Items from a dataset
Content starts
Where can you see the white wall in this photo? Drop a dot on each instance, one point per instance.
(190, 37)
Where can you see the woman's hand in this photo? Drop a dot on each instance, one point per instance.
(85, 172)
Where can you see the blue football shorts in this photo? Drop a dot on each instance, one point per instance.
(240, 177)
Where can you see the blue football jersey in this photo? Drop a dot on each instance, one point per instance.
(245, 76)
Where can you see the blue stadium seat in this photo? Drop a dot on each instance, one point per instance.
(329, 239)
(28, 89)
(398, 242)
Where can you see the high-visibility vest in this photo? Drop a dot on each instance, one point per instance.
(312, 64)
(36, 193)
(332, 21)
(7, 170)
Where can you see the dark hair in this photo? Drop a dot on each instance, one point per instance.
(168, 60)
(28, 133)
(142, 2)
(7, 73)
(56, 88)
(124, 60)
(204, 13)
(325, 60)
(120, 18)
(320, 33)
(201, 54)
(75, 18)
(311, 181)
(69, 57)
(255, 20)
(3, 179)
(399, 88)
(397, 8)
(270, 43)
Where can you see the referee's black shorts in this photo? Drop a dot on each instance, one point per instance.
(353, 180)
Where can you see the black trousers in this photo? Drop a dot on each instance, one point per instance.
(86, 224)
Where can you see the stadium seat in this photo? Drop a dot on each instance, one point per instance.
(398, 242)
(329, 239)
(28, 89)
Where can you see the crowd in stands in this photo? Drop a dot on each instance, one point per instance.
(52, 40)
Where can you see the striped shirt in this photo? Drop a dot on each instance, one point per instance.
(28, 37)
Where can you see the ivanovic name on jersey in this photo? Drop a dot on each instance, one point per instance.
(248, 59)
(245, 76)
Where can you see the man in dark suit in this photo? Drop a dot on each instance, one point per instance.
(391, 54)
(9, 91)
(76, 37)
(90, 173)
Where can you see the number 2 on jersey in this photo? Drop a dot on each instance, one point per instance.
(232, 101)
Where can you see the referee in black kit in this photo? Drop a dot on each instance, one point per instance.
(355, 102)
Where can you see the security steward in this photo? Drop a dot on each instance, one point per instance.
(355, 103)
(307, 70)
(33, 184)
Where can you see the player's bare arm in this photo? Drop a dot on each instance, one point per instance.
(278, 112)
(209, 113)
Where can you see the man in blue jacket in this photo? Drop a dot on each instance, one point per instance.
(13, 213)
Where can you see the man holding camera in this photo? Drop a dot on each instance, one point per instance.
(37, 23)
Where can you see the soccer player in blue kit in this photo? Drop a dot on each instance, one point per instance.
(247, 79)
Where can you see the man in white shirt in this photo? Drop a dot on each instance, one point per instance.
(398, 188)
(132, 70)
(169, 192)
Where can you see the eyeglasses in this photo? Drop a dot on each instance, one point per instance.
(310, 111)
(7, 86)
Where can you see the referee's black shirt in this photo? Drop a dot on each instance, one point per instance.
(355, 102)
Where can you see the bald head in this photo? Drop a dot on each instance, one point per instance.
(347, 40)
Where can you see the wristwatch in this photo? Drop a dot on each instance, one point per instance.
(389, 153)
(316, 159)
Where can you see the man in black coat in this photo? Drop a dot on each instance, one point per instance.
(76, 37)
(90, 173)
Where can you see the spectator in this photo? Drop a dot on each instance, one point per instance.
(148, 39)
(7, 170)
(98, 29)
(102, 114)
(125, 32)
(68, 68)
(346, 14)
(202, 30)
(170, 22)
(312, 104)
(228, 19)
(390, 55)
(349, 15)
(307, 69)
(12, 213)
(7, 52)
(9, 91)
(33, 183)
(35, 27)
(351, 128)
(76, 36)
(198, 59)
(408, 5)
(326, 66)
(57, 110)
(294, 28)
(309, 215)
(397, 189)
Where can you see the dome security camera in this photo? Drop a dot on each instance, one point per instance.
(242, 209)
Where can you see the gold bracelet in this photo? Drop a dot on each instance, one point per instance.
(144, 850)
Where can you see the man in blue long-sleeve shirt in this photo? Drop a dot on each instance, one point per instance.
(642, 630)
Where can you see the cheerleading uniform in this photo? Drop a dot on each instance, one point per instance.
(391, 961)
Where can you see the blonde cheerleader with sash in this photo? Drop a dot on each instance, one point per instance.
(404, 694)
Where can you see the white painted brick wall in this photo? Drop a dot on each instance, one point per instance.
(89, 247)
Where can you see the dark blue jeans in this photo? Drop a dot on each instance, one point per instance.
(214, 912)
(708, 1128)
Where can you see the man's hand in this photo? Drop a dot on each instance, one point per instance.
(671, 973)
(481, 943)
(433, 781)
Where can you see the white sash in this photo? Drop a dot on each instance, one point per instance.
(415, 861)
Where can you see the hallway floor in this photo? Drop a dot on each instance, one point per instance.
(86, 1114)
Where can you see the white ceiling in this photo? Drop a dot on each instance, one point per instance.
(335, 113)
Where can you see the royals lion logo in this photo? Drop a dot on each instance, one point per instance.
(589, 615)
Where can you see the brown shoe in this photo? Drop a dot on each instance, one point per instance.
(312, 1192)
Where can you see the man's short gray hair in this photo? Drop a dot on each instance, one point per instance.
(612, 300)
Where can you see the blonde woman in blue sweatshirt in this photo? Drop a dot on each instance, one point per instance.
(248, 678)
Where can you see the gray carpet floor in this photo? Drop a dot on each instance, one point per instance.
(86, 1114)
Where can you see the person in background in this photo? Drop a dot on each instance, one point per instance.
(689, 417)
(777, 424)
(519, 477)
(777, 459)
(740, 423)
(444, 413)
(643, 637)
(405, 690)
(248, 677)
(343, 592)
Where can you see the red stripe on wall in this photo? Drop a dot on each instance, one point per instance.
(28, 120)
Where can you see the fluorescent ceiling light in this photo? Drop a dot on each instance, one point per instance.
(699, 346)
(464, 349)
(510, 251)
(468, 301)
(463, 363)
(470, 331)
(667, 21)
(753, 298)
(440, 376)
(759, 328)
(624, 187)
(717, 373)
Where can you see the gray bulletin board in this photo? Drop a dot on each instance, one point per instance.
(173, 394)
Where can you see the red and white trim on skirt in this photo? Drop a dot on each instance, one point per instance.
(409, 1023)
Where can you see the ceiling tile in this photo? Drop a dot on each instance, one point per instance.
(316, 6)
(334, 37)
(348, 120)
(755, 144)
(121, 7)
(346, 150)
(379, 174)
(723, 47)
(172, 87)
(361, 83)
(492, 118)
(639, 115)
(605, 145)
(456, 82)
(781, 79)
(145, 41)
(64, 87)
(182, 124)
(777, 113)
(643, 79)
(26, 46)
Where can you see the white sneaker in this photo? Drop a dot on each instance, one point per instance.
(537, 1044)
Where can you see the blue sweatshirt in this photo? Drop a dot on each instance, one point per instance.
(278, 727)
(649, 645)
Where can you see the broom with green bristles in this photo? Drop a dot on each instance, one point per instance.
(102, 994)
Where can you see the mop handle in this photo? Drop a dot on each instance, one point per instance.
Content ends
_Task instructions:_ Give all the records above again, wording unchanged.

_Result:_
Where can you see the white wall in this photo? Drop a dot on each instance, one point per instance.
(190, 37)
Where can you see the woman's hand in this photo? Drop a dot on each instance, one point per instance.
(85, 172)
Where can you see the blue football shorts in this photo? Drop a dot on each instance, one point per instance.
(240, 177)
Where can you see the blue football jersey in this photo? Drop a dot on each instance, one point per instance.
(245, 76)
Where can you see the blue stadium seat in this photo? Drop a dot on each instance, one point per instance.
(329, 239)
(28, 89)
(398, 242)
Where can you see the high-visibility vest in this photo? Drop a dot on each instance, one point per instance.
(312, 64)
(36, 193)
(332, 21)
(7, 170)
Where can you see the dark hair in this photo? Drop a dot on each instance, one point per instance.
(168, 60)
(28, 133)
(142, 2)
(7, 73)
(56, 88)
(124, 60)
(204, 13)
(325, 60)
(120, 18)
(320, 33)
(201, 54)
(75, 18)
(311, 181)
(69, 57)
(255, 20)
(3, 179)
(399, 88)
(397, 8)
(270, 43)
Where can you see the referee's black shorts in this photo? Drop a dot on each instance, one point per instance.
(353, 180)
Where can you see the black trousers in this photo? Drop a dot on each instance, one point per instance.
(86, 224)
Where can you see the stadium seat in this photo? Drop a dot on each instance, one point per instance.
(398, 242)
(329, 239)
(28, 89)
Where can you see the crowd in stands in this photo? Drop a dot on each instance, one point per instance.
(52, 40)
Where can you see the striped shirt in this photo? Drop a dot on each instance, one point per instance.
(28, 37)
Where can you see the ivanovic name on jersey in this photo? Drop a dot on each instance, one point per instance.
(248, 59)
(245, 76)
Where can you see the man in dark suit in this photo? Drop a dot on each instance, one point per instance.
(391, 54)
(9, 91)
(76, 37)
(90, 173)
Where can you see the number 2 on jersey in this photo? Drop a dot on each instance, one point per instance.
(232, 101)
Where can you see the referee in black kit in this photo? Drop a dot on each instance, one point per instance.
(355, 102)
Where can you see the security steward in this photo? Drop a dot on each instance, one point per instance.
(355, 103)
(307, 70)
(33, 184)
Where can you see the player's bare arm in this photo? Drop a dot on each instance, one point per instance.
(278, 112)
(209, 113)
Where can you see the man in blue jacket in this photo? Drop a dot on each instance, one point per instance.
(13, 213)
Where can you see the man holding camera in this photo? Drop a dot on each instance, one point per instance.
(37, 23)
Where can you see the soccer player in blue kit in this photo? Drop a dot on each instance, one point per instance.
(247, 79)
Where can you see the man in white shirt in this photo? Drop a dot on each instance, one point per instance.
(398, 188)
(132, 70)
(169, 192)
Where can you see the eyeglasses in this photo? Drop a dot on each instance, one point per instance.
(310, 111)
(7, 86)
Where can you see the referee's black shirt in this photo? Drop a dot on each instance, one point per instance.
(355, 102)
Where can you see the bald head in this photo? Drop a dot on each instance, one point per instance.
(347, 40)
Where can you see the wristwatch in this photo? Drop a dot on each instance, one point per instance.
(389, 153)
(316, 159)
Where can you see the man in black coat in this photo? Drop a dot on each instance, one point per instance.
(76, 37)
(90, 173)
Where can you see the spectator in this photo? Drop a dot on each instance, one point per instance.
(148, 39)
(7, 170)
(98, 29)
(102, 114)
(125, 32)
(68, 68)
(346, 14)
(202, 30)
(170, 22)
(312, 104)
(228, 19)
(390, 55)
(349, 15)
(307, 69)
(12, 213)
(7, 52)
(9, 91)
(33, 183)
(35, 27)
(351, 128)
(76, 36)
(198, 59)
(408, 5)
(326, 66)
(57, 110)
(294, 28)
(309, 215)
(397, 189)
Where can you see the dome security camera in this photo? Drop a dot on each instance, one point per instance.
(242, 209)
Where can you see the gold bracelet in this photo? Drop a dot on each instance, one point per instance.
(144, 850)
Where can you see the man in blue long-sleeve shirt in this photo? Drop a dot on each instance, one point per instance.
(642, 630)
Where can you see the cheerleading uniform in this photo? Drop a dot on each instance, one point per instance.
(391, 961)
Where can you see the blonde cheerleader with sash in this photo? Drop a dot on each instance, one point per instance.
(404, 694)
Where can you see the white painted brick wall in this photo? Drop a dot on each instance, one point per instance.
(89, 247)
Where can you see the dark blue jeans in this photo? Drop a dot on each instance, one point per instance.
(214, 912)
(708, 1128)
Where can you see the man's hand in this photo? Drop a dot on each instance, one point per instance.
(671, 973)
(481, 943)
(433, 781)
Where can you see the white sash in this photo? Drop a dot on each instance, one point per instance.
(415, 861)
Where can you see the hallway floor in this photo? Drop a dot on each instance, one point per instance.
(86, 1114)
Where can you see the white ceiling in this photo? Drop a dot on each instance, one point per instance.
(335, 113)
Where can you see the royals lion logo in this photo? Drop a dot on each instance, one point per instance.
(589, 615)
Where can you see the brown shoe in this photo? Drop a dot on each instance, one point per instance.
(312, 1192)
Where can you see the man's short gray hair in this photo? Drop a dot on each instance, one point per instance.
(612, 300)
Where can you see the blonde woman in blue sweatshirt in this photo? Drop a dot on each instance, one point per instance.
(248, 678)
Where can you see the gray carpet floor in this photo? Drop a dot on each instance, one point per instance.
(86, 1114)
Where can you see the person in background in this photo? Drop a dot on each instance, one point per instance.
(689, 417)
(777, 424)
(519, 477)
(777, 459)
(740, 423)
(444, 413)
(643, 637)
(405, 690)
(248, 677)
(343, 592)
Where can you see the red stripe on wall in this photo? Drop a dot on each instance, one point per instance.
(28, 120)
Where can you see the fluorescent ceiling light in this photo? Drop a dot on each instance, one point per instance.
(699, 346)
(464, 349)
(510, 251)
(468, 301)
(463, 363)
(470, 331)
(667, 21)
(753, 298)
(440, 376)
(759, 328)
(624, 187)
(717, 373)
Where can you see the gray bulletin board in this photo? Drop a dot on each instance, one point per instance.
(173, 394)
Where can you see the red and white trim on skirt in this photo? Drop a dot on each instance, one point per instance.
(409, 1023)
Where can you see the ceiling tile in this photo? Drop a dot on each instance, one point per instance.
(316, 6)
(334, 37)
(348, 120)
(755, 144)
(121, 7)
(346, 150)
(379, 174)
(723, 47)
(172, 87)
(361, 83)
(492, 118)
(639, 115)
(605, 145)
(456, 82)
(781, 79)
(145, 41)
(64, 87)
(182, 124)
(777, 113)
(643, 79)
(26, 46)
Where can you see the white sneaker in this photo? Drop a dot on each instance, one point per instance.
(537, 1044)
Where can you see the blue sweatshirt in this photo? Drop a dot on each instance, one point per instance.
(278, 727)
(649, 645)
Where can you see the broom with green bristles in this photo? Drop a dot on each instance, one point per instance.
(102, 994)
Where can you see the mop handle in this photo? Drop a dot on each instance, one point per instance.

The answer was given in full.